→ **WHAT IS ASKED**
Render as a numbered list, omitting blank lines, the part of the records that opens with the line containing "Target: gray stone" and runs through the end of the records.

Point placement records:
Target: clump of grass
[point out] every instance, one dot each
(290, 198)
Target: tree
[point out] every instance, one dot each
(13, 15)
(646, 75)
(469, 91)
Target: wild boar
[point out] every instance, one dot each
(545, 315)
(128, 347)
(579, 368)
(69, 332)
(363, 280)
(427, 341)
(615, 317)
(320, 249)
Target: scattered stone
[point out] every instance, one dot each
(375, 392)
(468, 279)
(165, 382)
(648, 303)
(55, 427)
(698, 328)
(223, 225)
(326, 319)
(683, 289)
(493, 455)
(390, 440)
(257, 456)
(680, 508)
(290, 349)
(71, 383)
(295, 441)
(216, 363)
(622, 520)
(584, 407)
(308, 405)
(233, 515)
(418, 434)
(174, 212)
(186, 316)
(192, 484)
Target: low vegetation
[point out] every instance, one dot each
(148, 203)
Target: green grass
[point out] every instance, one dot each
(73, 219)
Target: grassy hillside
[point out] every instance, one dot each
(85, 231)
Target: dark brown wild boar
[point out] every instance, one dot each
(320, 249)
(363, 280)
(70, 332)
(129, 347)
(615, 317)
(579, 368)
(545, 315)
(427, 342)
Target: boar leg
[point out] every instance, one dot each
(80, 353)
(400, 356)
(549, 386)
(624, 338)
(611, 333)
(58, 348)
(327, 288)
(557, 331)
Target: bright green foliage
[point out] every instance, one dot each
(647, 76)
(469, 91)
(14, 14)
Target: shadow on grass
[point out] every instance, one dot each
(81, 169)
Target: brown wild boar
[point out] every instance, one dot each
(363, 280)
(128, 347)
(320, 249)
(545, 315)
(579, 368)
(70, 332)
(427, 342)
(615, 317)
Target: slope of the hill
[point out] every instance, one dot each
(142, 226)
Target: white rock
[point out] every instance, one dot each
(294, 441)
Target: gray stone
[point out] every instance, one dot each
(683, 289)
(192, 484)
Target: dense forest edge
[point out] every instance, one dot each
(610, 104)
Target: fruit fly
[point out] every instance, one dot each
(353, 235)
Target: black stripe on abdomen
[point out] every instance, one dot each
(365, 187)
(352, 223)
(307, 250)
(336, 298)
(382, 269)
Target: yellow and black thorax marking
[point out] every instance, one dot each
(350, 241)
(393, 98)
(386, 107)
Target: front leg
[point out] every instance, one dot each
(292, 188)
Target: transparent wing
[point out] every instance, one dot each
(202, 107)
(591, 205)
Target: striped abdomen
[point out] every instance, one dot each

→ **RESULT FOR THIS TASK**
1. Target: gray stone
2. [point out] every instance, one dot each
3. (683, 289)
4. (192, 484)
5. Target: dense forest edge
6. [point out] every instance, one dot each
7. (610, 104)
8. Target: fruit fly
9. [point out] every instance, one dot each
10. (353, 235)
11. Target: black stripe on abdomen
12. [point out] every instance, one dot each
13. (365, 187)
14. (352, 223)
15. (307, 250)
16. (336, 298)
17. (382, 269)
18. Target: yellow and black thorax marking
19. [point out] every instance, one dot each
20. (350, 241)
21. (393, 98)
22. (386, 107)
23. Target: front leg
24. [point out] every instance, one dot each
25. (292, 188)
26. Target: transparent wing
27. [point out] every instance, one dot each
28. (202, 107)
29. (591, 205)
30. Target: striped abdomen
31. [point out] every instance, one dot each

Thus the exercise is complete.